◆ Problem statement ◆
What is needed is an exact copy of the line where "leaf in the image above." appears plus every later line in the material.
────
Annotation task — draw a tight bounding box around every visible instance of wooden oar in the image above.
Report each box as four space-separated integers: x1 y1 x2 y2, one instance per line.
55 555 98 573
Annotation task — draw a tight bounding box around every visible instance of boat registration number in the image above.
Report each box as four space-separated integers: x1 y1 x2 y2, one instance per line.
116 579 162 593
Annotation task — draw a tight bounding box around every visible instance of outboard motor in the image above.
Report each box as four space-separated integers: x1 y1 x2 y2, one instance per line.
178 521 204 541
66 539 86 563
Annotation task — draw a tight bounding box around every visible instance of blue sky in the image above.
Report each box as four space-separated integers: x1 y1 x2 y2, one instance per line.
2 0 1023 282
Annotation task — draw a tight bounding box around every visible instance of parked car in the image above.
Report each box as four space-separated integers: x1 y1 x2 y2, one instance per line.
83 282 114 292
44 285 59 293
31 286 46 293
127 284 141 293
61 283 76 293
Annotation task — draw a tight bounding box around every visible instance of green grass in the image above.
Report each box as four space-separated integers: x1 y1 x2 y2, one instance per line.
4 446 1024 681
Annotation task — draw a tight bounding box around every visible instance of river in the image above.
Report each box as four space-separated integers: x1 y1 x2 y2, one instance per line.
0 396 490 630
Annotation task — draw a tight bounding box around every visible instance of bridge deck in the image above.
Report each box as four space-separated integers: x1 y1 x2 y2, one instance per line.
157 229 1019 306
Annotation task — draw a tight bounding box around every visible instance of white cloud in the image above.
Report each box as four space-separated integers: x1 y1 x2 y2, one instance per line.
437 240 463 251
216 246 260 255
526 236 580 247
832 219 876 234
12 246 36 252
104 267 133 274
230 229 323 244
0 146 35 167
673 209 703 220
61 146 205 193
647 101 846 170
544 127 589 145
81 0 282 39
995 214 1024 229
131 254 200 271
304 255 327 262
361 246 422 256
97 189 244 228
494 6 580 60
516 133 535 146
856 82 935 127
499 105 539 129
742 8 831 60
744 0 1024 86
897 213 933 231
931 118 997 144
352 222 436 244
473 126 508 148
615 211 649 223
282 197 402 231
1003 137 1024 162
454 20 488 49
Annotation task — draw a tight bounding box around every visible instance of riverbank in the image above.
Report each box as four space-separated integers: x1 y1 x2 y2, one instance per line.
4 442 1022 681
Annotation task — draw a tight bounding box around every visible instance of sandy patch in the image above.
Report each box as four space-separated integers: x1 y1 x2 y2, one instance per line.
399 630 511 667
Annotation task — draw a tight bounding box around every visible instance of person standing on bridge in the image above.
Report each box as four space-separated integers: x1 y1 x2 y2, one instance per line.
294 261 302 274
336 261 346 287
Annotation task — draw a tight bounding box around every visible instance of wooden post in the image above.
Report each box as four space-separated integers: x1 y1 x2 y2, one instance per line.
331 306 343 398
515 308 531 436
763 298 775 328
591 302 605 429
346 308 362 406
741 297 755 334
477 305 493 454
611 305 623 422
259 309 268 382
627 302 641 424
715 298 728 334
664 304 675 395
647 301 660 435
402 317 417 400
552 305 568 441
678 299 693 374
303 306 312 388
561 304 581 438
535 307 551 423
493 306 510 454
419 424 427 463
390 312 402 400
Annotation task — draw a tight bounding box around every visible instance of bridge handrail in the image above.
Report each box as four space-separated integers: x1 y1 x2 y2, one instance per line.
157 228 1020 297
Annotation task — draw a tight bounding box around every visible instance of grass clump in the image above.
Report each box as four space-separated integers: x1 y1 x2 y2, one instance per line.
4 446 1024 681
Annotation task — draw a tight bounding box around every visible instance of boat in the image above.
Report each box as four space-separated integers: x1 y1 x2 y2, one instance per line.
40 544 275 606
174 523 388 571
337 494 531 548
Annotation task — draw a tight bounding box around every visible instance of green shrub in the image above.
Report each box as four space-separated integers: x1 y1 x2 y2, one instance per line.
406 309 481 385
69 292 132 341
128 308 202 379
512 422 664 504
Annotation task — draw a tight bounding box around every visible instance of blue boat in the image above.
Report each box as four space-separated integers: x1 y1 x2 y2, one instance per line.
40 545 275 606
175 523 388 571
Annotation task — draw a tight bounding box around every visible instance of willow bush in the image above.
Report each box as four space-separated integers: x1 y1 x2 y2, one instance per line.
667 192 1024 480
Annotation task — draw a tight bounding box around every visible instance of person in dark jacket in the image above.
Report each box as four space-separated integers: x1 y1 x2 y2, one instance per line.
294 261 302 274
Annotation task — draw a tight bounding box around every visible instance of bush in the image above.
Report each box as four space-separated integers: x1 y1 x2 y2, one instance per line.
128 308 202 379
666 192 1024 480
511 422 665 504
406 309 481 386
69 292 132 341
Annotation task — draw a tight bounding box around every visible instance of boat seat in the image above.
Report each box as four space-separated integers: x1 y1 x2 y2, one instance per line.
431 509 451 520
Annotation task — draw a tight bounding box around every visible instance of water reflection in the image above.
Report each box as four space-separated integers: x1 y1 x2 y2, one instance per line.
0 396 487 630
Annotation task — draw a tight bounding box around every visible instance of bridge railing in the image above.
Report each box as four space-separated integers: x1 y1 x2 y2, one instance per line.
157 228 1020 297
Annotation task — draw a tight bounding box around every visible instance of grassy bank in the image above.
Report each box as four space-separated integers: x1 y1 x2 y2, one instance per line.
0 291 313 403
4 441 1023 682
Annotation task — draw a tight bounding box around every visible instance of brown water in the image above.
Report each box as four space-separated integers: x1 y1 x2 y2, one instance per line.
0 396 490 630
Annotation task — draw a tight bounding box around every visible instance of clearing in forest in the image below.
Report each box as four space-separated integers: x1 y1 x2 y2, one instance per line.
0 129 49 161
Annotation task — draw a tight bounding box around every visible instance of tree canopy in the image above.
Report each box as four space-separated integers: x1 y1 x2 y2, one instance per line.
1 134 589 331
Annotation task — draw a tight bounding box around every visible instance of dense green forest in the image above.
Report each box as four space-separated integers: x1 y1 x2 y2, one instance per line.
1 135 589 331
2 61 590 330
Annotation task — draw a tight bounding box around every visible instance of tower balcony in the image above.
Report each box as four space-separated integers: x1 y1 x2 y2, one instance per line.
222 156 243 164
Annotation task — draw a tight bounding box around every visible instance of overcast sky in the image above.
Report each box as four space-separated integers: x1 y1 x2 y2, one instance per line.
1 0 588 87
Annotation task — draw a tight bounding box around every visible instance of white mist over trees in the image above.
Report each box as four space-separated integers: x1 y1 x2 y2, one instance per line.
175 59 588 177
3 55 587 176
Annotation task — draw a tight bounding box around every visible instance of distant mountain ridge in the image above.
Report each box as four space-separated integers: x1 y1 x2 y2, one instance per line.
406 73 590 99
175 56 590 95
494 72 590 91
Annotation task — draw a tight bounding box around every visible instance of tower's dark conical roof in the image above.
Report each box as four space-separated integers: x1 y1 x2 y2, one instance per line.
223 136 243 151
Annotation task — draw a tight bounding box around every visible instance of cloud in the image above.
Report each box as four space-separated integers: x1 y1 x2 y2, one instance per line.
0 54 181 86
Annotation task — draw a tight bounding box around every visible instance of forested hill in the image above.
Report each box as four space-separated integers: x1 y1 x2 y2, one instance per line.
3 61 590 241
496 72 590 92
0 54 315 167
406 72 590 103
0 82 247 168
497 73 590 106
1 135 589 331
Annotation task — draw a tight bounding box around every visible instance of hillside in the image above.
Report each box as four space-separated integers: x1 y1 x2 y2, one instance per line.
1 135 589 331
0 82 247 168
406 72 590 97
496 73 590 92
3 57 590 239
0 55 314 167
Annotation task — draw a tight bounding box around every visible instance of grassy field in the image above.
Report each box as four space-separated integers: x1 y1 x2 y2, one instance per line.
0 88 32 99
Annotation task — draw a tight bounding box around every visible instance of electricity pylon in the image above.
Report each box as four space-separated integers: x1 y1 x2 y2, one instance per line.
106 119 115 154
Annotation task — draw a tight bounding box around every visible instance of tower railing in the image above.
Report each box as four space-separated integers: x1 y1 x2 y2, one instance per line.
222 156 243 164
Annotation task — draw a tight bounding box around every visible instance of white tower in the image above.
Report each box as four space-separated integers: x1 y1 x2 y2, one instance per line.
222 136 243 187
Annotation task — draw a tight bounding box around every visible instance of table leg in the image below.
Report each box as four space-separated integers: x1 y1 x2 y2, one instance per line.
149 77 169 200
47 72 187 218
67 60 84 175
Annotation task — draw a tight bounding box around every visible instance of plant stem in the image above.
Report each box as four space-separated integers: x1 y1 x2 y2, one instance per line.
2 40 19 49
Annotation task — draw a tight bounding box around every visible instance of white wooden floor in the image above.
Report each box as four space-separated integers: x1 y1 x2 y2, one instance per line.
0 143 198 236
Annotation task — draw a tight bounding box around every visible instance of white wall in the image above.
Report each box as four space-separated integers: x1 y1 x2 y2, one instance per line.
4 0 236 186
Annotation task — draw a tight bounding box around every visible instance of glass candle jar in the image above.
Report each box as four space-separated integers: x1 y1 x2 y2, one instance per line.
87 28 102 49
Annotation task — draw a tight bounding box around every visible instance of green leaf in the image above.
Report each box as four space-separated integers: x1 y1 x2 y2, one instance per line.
────
◆ Completed exercise ◆
Annotation task — draw a tight bounding box around every visible instance of green leaf in the image above.
Report each box as four space-separated integers: x1 y1 x2 y2, one instance per line.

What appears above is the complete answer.